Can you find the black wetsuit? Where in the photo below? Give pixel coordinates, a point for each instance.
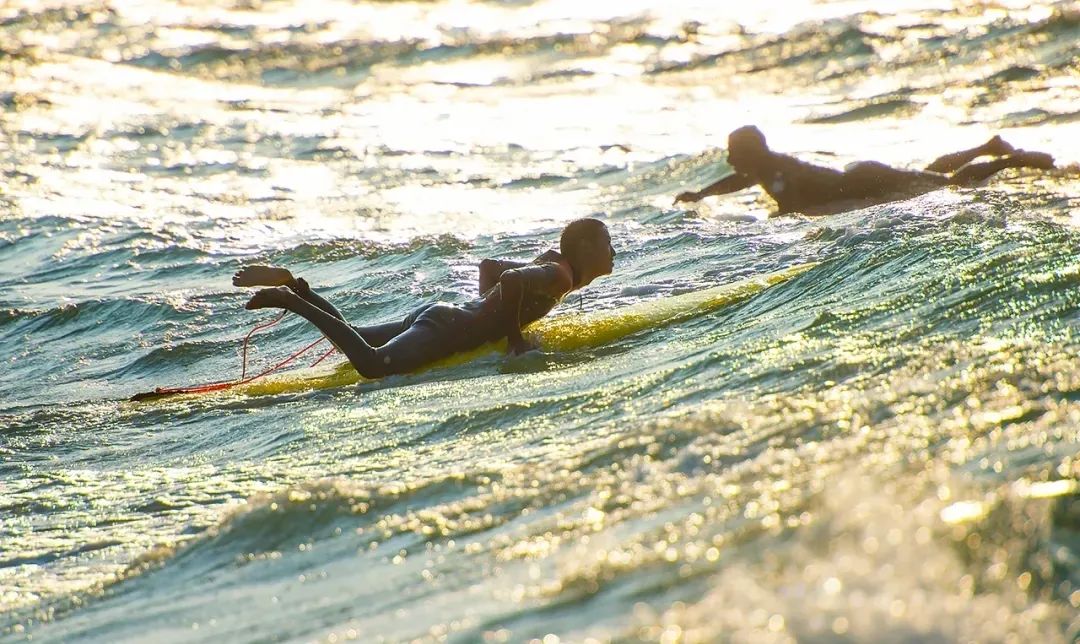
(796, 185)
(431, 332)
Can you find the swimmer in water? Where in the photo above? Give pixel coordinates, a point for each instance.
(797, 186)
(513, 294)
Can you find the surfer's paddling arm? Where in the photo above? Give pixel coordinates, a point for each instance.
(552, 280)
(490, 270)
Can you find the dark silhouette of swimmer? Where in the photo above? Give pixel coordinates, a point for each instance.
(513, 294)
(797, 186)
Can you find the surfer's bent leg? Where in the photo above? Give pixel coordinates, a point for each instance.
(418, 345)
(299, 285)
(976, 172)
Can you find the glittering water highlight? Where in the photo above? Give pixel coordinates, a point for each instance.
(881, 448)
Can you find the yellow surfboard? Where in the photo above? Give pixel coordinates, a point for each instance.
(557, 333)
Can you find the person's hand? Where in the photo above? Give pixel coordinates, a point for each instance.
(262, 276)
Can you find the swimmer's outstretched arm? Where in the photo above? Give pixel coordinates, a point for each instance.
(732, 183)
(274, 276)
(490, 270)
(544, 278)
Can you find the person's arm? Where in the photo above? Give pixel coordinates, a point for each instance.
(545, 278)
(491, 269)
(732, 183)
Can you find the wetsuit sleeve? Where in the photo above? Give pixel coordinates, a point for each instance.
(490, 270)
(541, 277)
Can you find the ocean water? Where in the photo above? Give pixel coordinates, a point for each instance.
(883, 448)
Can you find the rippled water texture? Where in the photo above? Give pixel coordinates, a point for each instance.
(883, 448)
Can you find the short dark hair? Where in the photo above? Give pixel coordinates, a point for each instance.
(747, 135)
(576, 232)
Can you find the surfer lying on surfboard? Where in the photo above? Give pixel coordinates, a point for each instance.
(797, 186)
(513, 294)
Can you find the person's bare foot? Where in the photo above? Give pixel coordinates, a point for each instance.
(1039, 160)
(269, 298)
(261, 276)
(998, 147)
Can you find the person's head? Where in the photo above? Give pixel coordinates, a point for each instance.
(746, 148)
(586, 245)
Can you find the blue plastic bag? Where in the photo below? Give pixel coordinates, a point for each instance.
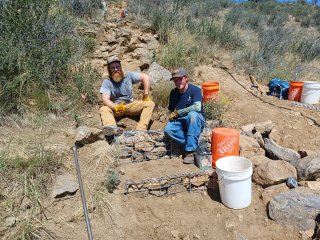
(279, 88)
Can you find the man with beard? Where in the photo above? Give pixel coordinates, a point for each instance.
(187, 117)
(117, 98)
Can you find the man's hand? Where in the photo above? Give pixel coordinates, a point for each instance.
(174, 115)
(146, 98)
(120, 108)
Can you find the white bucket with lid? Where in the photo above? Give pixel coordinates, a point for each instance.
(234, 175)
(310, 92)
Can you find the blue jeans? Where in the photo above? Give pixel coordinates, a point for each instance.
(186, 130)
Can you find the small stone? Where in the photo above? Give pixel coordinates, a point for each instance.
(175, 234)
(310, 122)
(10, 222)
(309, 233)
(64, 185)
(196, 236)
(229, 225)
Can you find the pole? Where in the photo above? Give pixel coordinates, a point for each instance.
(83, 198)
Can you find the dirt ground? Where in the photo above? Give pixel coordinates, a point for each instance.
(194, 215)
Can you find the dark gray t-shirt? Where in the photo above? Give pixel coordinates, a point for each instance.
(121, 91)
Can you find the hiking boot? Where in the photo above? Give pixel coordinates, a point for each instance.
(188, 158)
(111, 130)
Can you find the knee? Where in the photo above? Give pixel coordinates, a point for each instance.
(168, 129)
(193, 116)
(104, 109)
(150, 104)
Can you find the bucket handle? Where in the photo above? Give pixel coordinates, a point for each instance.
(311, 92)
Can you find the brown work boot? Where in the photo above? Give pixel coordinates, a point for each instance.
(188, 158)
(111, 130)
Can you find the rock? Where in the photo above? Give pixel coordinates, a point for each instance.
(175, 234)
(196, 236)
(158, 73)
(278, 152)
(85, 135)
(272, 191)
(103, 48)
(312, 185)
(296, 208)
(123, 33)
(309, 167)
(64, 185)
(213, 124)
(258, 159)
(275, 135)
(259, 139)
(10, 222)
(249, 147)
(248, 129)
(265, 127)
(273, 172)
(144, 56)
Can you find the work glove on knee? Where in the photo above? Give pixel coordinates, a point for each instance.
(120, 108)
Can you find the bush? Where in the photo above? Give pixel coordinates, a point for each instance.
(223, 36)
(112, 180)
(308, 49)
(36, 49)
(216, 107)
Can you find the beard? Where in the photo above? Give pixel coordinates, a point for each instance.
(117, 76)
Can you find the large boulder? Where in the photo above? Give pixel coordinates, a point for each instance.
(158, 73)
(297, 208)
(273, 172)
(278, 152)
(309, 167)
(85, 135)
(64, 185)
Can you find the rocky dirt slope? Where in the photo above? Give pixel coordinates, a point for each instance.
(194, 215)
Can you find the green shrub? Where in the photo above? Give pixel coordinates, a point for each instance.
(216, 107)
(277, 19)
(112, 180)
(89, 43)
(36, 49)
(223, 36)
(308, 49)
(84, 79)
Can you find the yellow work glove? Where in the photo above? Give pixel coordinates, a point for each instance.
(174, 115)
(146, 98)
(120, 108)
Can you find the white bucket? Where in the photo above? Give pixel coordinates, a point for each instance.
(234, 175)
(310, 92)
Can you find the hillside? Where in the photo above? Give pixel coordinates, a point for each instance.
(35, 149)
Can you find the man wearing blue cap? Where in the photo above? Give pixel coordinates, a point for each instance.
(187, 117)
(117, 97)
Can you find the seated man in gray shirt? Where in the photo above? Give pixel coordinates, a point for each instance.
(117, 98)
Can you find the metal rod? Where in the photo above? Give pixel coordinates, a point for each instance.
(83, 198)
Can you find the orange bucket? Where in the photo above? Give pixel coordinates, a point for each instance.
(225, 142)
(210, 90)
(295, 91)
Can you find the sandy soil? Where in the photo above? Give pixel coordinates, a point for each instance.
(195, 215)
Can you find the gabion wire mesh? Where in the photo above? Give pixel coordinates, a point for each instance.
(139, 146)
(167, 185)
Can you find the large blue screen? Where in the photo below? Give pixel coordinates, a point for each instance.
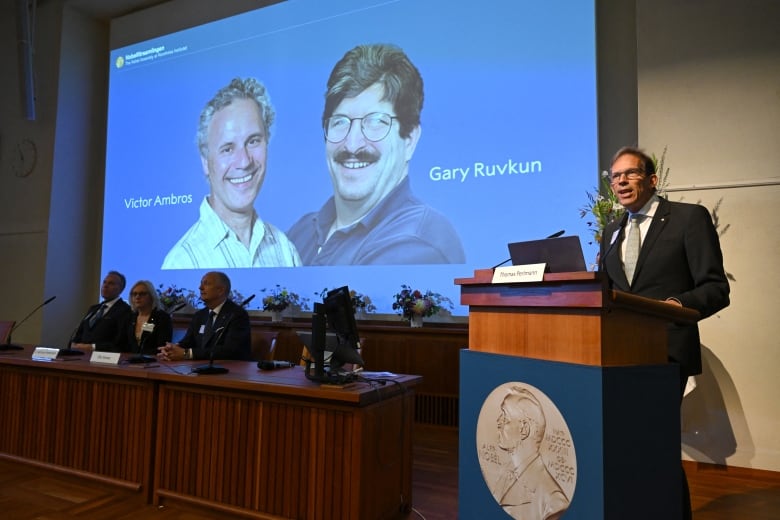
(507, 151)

▶ Stated exercise
Your task is to output exactly the lines from the line containing "Can you find the man wearing" through the last line, inclusive, leaving every picture out.

▶ Task output
Can you find the man wearing blue cap? Where in the photo above? Give pixel coordinates, a point for each instance.
(187, 117)
(117, 97)
Can you find the seated man in gray shirt? Where in the photo above? Give pixel coordinates, a point for each instance.
(117, 98)
Can you find the metal rod? Where in the photo above? Give pixel coordinates, a point for each instance.
(83, 198)
Can you find the orange bucket? Where in the photo above? Give pixel coordinates, a point for each instance.
(225, 142)
(210, 90)
(295, 91)
Can you find the sandy soil? Where in the photo above? Give pixel coordinates, a point for each instance.
(195, 215)
Can you find the gabion wire mesh? Where in the photo above? Give pixel coordinates, a point for each instance.
(139, 146)
(167, 185)
Can you find the large blue screen? Where in the photo below? Give pixel coordinates, a point for each instance.
(507, 151)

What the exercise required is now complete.